PROBLEM DESCRIPTION:
Rewrite everything from the line containing "# test: point on every instance of the calm" down to the line containing "(1025, 330)", both ends included, with the requests kept as they are and every point coordinate scaled by 0.9 and rounded to a whole number, halves rounding up.

Records from a data collection:
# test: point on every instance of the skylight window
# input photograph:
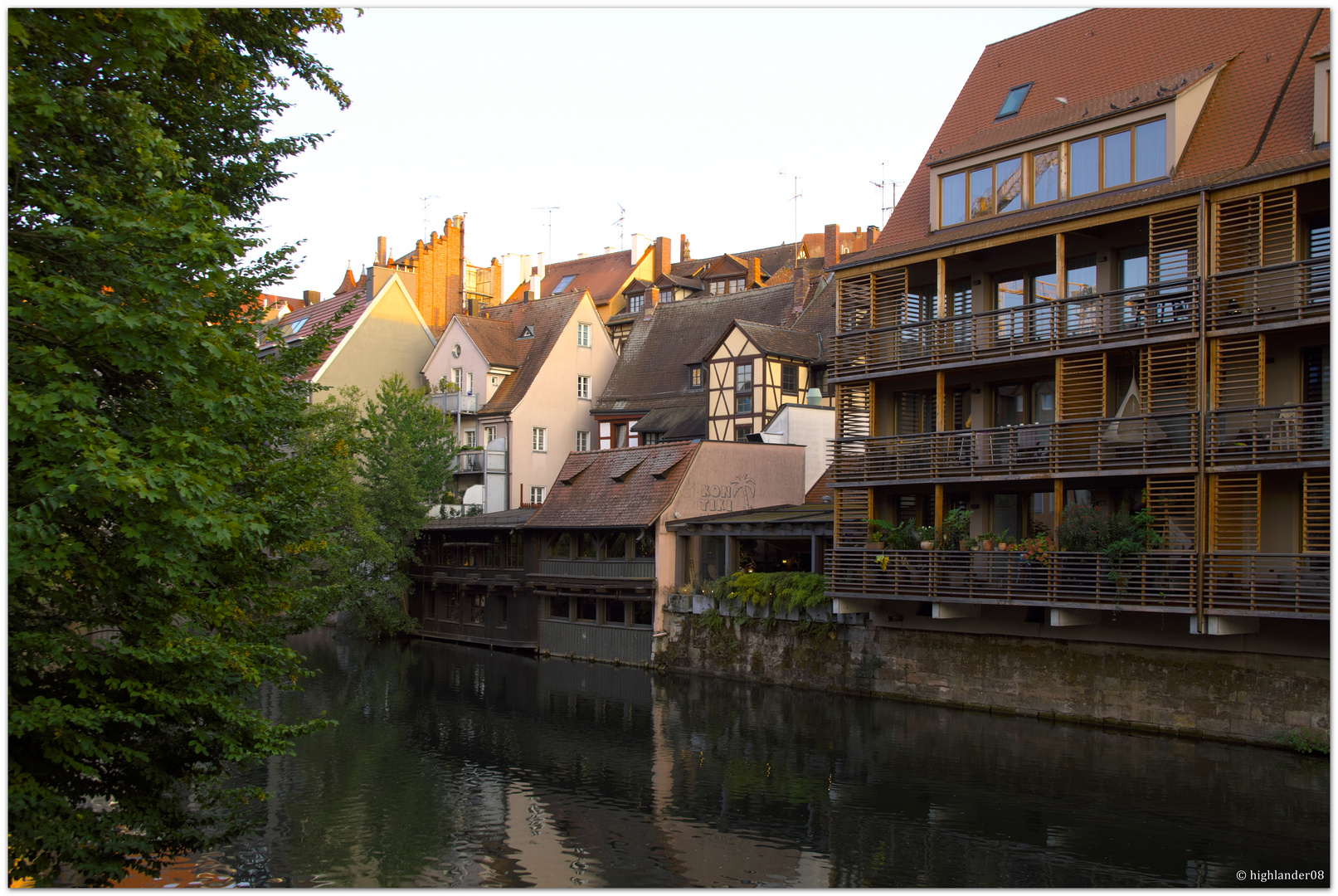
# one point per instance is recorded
(1014, 100)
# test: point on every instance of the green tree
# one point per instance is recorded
(395, 459)
(161, 548)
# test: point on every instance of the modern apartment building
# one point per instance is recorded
(1107, 285)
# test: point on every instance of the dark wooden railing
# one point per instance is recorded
(1282, 435)
(1092, 446)
(1026, 330)
(1266, 585)
(1159, 581)
(1274, 295)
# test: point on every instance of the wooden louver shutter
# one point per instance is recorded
(1174, 245)
(1233, 513)
(1255, 231)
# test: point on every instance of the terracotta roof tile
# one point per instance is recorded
(1104, 51)
(597, 499)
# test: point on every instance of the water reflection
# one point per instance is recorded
(460, 767)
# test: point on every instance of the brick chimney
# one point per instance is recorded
(831, 245)
(660, 257)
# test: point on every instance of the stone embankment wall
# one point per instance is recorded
(1214, 694)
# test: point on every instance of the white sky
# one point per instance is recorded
(685, 117)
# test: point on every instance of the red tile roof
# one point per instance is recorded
(1258, 110)
(621, 489)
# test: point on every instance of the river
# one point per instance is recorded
(455, 765)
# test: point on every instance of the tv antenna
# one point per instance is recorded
(550, 210)
(622, 214)
(426, 199)
(795, 199)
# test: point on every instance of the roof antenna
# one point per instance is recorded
(622, 214)
(550, 210)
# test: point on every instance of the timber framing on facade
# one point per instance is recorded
(1130, 312)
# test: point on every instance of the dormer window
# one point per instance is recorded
(1108, 161)
(1013, 102)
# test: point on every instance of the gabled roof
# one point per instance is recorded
(779, 340)
(604, 275)
(597, 499)
(1258, 111)
(547, 317)
(652, 369)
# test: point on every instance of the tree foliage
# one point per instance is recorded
(395, 459)
(159, 553)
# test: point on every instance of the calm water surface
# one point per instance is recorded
(462, 767)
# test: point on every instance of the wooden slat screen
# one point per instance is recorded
(1233, 513)
(1174, 502)
(1255, 231)
(1238, 371)
(888, 299)
(854, 410)
(1314, 511)
(1170, 377)
(851, 507)
(1174, 245)
(1080, 387)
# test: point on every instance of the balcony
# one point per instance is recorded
(1286, 435)
(1093, 447)
(1279, 295)
(1036, 329)
(1266, 585)
(644, 568)
(455, 403)
(480, 461)
(1159, 581)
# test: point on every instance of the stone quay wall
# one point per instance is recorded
(1239, 697)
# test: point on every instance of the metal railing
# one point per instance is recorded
(600, 568)
(1278, 293)
(1266, 585)
(1158, 581)
(1036, 450)
(1286, 434)
(1025, 330)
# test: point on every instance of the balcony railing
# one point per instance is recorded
(455, 403)
(480, 461)
(1274, 295)
(600, 568)
(1159, 581)
(1092, 446)
(1034, 329)
(1266, 585)
(1289, 434)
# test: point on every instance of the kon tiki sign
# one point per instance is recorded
(722, 499)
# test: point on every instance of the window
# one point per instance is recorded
(1013, 102)
(743, 376)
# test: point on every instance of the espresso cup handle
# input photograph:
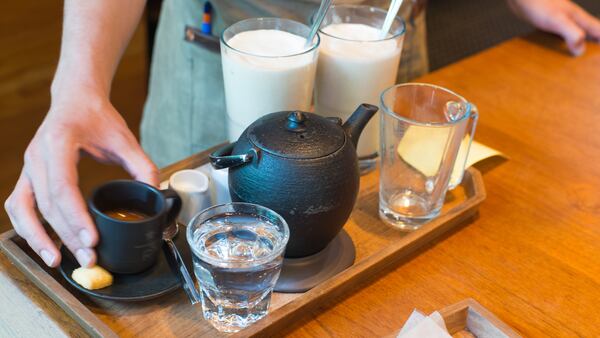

TASK RESULT:
# test: point on every instance of the calm water surface
# one point per instance is recorded
(416, 690)
# test: point on every instance of the wooden slat screen
# one point per instance is recorded
(1110, 462)
(1057, 452)
(1130, 208)
(1114, 334)
(799, 269)
(769, 369)
(1183, 460)
(1053, 339)
(766, 456)
(1057, 221)
(972, 348)
# test: point on every instance of the balcony
# one point per instance is recorded
(1157, 392)
(984, 402)
(1151, 266)
(932, 296)
(1139, 527)
(580, 511)
(410, 363)
(432, 415)
(1043, 523)
# test: point on every instance of the stone quay wall
# one point per instance is recorded
(1115, 627)
# test: point on every instance of the metal railing
# one point per instance is recorded
(540, 511)
(1150, 264)
(1139, 527)
(1042, 523)
(932, 405)
(1157, 391)
(923, 297)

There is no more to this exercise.